Written exercise:
Report how many lines in the data below contain the string "dark", with letter case counting, and give only the number.

Data to use:
-- begin --

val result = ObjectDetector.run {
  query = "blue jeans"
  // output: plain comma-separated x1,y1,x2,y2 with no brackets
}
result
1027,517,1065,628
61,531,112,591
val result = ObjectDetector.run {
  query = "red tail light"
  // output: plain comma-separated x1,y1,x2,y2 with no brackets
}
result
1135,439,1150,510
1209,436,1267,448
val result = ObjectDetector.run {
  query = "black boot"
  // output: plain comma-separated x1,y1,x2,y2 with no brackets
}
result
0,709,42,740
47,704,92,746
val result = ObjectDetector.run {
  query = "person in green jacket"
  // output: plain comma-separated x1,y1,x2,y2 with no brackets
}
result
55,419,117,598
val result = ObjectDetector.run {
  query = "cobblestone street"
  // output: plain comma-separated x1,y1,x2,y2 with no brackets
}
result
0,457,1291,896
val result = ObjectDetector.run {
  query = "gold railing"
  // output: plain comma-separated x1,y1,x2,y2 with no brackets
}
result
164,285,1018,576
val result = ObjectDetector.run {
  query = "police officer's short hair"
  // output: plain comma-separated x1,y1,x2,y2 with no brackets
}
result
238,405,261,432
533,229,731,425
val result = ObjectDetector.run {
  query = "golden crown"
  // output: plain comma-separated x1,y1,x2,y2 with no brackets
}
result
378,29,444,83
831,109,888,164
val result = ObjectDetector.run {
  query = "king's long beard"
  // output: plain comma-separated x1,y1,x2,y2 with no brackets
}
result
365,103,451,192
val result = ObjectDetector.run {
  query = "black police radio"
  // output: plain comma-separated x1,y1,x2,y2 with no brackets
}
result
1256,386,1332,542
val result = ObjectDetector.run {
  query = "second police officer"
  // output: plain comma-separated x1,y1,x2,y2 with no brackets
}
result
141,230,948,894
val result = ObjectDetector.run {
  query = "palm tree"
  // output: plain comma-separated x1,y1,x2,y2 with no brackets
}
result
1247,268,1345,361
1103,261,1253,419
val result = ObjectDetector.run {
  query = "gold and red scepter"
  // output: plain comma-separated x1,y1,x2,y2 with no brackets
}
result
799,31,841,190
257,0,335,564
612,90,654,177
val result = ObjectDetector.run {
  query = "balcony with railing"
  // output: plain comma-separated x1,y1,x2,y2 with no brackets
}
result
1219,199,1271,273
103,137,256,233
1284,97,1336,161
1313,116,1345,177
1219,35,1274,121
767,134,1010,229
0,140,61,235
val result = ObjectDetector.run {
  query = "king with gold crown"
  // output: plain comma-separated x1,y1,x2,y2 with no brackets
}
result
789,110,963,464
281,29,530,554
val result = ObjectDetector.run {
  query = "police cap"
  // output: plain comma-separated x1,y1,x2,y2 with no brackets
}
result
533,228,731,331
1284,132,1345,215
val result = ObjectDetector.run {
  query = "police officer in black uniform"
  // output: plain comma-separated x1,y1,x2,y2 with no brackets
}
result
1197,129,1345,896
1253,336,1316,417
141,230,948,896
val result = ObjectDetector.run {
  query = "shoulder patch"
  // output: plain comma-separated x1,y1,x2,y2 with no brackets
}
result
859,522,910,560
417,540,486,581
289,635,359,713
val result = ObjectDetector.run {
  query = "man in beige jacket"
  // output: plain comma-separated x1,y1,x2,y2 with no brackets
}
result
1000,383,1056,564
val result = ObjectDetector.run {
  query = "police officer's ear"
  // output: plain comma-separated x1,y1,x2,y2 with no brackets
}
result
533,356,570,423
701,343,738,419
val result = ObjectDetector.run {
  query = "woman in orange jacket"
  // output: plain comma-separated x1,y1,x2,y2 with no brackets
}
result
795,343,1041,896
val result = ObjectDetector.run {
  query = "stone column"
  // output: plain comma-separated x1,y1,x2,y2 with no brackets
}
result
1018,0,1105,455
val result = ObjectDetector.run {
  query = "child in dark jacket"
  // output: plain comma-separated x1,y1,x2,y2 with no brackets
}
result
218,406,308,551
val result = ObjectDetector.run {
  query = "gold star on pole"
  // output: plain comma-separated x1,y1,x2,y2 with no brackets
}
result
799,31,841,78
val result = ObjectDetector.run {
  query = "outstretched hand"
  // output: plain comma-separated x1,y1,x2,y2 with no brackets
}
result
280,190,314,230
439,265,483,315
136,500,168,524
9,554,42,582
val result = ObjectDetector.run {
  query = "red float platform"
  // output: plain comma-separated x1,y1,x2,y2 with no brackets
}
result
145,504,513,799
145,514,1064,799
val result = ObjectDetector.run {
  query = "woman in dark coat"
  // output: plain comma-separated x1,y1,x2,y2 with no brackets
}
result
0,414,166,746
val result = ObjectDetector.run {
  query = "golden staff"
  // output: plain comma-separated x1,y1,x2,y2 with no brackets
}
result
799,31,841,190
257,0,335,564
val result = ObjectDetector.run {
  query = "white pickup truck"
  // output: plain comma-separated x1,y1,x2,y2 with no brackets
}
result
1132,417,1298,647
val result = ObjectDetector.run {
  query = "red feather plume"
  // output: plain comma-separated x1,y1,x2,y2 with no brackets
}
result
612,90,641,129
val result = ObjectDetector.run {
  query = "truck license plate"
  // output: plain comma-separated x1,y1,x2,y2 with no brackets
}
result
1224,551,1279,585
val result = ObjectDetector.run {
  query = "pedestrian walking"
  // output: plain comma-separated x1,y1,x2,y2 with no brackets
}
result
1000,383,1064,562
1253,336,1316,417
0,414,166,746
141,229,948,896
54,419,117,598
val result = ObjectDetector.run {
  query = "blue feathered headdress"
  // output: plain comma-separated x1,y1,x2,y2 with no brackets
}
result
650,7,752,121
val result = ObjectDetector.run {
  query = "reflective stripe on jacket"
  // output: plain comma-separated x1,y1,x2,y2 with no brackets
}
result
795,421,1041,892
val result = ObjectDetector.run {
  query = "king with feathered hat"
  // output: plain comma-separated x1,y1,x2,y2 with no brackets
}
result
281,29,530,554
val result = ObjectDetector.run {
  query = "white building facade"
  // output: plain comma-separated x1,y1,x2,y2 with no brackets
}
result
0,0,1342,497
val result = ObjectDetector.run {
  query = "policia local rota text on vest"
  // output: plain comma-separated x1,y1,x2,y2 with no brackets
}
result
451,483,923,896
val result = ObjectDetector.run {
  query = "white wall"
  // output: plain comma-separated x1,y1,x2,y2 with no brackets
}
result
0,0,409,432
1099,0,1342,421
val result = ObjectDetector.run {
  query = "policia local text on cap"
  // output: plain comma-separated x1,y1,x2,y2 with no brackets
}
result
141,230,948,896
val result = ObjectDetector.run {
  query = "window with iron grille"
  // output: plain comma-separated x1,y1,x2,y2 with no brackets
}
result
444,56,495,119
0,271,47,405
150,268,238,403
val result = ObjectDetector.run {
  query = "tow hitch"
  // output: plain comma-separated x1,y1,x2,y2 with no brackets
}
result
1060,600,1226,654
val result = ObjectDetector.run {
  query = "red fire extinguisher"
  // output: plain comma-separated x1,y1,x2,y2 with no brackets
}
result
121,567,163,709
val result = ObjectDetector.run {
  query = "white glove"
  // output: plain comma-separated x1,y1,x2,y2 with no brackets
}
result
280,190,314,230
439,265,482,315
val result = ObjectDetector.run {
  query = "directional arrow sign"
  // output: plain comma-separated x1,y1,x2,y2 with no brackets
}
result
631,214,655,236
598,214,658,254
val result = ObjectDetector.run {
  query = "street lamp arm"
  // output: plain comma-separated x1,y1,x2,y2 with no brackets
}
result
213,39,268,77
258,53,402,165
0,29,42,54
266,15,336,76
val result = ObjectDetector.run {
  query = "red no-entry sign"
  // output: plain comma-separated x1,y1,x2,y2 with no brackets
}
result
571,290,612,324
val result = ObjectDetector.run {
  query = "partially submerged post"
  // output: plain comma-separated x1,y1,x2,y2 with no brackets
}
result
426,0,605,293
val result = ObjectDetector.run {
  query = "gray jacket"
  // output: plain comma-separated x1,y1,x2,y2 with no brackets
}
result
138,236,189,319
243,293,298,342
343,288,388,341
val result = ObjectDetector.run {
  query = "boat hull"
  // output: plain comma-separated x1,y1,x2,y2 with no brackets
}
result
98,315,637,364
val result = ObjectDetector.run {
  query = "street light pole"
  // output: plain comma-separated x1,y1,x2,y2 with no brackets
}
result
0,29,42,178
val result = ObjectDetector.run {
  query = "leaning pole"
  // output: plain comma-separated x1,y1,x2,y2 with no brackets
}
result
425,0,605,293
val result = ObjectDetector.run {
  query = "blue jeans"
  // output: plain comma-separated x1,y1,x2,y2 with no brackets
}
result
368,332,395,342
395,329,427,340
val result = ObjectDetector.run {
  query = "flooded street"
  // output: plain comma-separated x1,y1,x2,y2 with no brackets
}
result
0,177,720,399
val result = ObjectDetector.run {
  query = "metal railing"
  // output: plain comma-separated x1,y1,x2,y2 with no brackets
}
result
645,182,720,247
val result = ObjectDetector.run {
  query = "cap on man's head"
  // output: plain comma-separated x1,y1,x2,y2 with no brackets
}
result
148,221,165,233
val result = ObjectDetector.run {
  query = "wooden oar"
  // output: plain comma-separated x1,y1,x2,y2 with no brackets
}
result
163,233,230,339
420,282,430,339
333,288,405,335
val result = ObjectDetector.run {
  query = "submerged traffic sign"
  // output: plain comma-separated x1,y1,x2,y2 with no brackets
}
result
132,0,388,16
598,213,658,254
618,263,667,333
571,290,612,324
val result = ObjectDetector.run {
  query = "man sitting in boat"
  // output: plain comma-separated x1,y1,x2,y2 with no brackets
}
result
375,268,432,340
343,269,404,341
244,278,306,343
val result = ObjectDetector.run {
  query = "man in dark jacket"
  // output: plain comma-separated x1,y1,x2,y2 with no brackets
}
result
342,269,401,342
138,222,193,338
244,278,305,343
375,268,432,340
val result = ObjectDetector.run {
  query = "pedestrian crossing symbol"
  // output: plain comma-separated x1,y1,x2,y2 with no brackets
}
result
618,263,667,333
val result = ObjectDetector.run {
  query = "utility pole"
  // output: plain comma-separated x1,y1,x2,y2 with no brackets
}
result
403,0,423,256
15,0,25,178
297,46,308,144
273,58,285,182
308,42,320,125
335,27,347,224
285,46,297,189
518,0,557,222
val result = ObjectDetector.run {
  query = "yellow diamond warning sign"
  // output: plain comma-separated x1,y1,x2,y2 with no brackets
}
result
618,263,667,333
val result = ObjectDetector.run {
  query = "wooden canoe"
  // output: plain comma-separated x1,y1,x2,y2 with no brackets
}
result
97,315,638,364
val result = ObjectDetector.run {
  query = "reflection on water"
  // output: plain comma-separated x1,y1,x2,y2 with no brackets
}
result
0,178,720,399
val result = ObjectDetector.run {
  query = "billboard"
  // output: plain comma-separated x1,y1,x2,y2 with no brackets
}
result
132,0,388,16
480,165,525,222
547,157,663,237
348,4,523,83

-- end --

Answer for this exercise:
3